### PROMPT
Copy every line below where the string "leaf" is found.

### RECORD EXCERPTS
--*--

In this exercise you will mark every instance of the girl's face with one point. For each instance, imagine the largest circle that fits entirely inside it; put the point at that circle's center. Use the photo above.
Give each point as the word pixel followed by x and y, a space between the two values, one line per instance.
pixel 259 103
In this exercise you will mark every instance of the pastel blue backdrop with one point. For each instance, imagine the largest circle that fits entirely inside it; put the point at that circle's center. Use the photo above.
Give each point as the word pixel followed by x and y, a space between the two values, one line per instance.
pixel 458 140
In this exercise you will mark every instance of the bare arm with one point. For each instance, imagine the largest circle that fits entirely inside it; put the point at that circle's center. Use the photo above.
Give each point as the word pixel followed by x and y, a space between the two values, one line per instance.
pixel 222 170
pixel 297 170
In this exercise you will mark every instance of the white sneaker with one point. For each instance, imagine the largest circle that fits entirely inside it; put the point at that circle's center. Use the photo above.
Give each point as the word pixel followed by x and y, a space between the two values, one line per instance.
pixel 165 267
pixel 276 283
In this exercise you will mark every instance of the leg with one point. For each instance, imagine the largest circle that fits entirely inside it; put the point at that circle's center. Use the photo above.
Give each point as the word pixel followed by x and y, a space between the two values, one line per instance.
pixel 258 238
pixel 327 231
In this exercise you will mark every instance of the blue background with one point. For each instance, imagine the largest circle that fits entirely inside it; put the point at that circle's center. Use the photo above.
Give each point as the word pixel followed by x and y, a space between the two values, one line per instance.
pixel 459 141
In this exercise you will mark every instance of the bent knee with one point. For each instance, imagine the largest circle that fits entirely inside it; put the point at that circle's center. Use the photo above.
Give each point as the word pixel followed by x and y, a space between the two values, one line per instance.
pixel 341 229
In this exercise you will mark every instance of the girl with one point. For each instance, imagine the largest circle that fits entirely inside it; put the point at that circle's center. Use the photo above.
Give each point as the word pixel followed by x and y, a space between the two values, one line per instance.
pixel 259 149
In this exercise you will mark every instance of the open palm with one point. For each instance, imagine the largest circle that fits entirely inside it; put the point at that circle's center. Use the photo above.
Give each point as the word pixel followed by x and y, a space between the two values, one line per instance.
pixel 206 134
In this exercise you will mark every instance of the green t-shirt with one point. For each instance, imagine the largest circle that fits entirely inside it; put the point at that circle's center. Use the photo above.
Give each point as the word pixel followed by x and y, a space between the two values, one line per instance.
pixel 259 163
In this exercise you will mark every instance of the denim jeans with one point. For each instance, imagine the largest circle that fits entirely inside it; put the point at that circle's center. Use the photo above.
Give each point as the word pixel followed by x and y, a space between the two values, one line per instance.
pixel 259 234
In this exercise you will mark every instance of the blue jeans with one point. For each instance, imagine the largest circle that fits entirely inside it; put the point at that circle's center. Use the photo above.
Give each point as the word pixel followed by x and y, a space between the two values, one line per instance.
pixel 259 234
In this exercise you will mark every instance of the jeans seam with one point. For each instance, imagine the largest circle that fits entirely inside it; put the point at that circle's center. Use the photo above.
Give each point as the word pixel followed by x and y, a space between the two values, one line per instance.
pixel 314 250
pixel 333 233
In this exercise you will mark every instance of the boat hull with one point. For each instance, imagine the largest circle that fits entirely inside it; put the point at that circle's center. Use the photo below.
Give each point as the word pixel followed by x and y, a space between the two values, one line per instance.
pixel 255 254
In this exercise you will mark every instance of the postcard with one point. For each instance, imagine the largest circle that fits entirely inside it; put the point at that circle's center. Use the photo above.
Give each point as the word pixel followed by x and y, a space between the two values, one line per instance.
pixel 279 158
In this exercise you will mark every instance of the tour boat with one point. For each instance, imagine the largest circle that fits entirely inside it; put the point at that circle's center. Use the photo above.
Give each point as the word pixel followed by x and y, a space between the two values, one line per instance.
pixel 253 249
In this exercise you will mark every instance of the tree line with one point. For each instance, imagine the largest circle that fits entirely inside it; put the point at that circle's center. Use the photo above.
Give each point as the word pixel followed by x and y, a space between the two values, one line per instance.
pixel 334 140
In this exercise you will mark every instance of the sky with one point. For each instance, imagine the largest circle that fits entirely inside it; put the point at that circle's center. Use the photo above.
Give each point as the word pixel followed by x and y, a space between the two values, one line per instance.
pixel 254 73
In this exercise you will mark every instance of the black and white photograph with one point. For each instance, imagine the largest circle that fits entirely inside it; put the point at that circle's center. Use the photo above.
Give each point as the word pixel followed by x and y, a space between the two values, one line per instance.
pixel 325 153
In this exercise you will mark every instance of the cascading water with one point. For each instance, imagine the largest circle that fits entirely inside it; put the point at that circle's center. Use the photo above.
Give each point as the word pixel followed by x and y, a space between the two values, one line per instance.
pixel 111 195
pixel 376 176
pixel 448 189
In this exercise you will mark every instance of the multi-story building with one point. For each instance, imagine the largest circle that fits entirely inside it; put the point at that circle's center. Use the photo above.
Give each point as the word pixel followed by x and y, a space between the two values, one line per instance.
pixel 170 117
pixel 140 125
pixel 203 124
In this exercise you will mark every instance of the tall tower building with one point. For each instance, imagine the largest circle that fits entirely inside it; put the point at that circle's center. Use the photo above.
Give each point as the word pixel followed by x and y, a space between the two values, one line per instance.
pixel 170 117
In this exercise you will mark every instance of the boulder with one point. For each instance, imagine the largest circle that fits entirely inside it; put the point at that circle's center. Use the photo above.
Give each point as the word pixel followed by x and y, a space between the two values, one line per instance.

--*--

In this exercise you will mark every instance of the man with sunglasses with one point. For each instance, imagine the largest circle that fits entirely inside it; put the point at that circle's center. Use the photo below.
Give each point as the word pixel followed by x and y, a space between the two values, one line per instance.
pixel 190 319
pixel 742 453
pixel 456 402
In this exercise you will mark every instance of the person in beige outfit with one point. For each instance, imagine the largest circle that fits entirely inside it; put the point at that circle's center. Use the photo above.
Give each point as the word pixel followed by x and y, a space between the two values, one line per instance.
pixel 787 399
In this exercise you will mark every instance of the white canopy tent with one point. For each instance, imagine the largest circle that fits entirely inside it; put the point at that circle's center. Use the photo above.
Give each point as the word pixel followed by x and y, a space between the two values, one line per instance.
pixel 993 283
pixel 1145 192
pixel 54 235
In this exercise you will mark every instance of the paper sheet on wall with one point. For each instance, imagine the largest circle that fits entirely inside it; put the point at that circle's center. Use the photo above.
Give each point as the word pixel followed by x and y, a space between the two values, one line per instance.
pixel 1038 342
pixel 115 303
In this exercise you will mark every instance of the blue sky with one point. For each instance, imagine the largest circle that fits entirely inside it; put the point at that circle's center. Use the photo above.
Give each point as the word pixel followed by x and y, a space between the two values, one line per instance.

--*--

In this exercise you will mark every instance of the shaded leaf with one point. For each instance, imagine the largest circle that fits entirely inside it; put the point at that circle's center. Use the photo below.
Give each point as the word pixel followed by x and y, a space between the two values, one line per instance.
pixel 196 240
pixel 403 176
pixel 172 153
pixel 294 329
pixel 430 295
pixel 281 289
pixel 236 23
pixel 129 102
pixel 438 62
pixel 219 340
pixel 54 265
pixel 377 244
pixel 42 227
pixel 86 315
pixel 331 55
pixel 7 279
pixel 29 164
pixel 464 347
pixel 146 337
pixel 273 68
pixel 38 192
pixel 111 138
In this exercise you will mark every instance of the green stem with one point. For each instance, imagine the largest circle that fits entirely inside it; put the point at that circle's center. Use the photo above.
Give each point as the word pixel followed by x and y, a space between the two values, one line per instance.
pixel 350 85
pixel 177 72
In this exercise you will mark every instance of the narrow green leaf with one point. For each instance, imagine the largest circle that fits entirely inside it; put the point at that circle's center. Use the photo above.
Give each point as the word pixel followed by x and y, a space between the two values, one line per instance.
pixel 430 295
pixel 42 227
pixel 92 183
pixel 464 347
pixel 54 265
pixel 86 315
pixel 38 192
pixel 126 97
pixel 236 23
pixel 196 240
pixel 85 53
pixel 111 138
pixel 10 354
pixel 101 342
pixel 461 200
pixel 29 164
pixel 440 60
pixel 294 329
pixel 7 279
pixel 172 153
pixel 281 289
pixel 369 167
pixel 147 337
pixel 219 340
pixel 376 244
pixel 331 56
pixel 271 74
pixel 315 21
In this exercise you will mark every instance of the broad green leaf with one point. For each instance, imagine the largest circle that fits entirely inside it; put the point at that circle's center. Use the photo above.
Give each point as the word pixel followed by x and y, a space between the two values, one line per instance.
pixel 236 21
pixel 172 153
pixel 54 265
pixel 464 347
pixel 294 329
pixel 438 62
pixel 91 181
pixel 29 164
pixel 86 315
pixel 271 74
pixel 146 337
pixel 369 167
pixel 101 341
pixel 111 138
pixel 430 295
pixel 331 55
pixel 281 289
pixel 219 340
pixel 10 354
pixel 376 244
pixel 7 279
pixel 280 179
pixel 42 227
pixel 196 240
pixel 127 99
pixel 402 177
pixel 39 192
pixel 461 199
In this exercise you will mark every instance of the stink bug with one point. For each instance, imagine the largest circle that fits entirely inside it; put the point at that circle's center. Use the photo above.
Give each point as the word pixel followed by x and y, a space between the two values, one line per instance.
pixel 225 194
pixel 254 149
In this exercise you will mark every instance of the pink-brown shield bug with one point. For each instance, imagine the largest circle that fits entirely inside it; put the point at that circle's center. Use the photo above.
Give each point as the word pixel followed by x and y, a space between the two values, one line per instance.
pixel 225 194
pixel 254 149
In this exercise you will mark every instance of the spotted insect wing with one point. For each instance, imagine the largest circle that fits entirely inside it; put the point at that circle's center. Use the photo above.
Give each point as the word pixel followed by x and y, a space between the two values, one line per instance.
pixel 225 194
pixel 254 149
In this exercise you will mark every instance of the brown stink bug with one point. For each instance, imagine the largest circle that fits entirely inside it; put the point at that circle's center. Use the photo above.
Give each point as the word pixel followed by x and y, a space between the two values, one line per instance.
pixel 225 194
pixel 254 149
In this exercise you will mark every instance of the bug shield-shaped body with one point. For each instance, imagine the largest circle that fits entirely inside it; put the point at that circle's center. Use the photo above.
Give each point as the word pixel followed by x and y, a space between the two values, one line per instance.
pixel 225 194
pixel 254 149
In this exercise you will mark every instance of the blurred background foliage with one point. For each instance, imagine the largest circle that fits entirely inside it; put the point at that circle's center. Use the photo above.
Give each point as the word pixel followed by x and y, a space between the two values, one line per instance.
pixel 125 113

--*--

### OUTPUT FOR THIS EXERCISE
In this exercise you will mark every instance of the shaded leaf with one point. For each instance, imagine the largest circle that fits entirely inside it; put the point at that circle's center. Use the photo below.
In this exercise you will mark every instance of the narrow green leaf with one point. For each instance, imagine the largest circle that fits entirely inside it; put the point at that circle's center. Use the photo above.
In this exercise you will mark every instance of the broad green leaf with one point. For each instance, imagine the largest circle that fits entirely inside it; put the point at that circle's center. Use the photo above.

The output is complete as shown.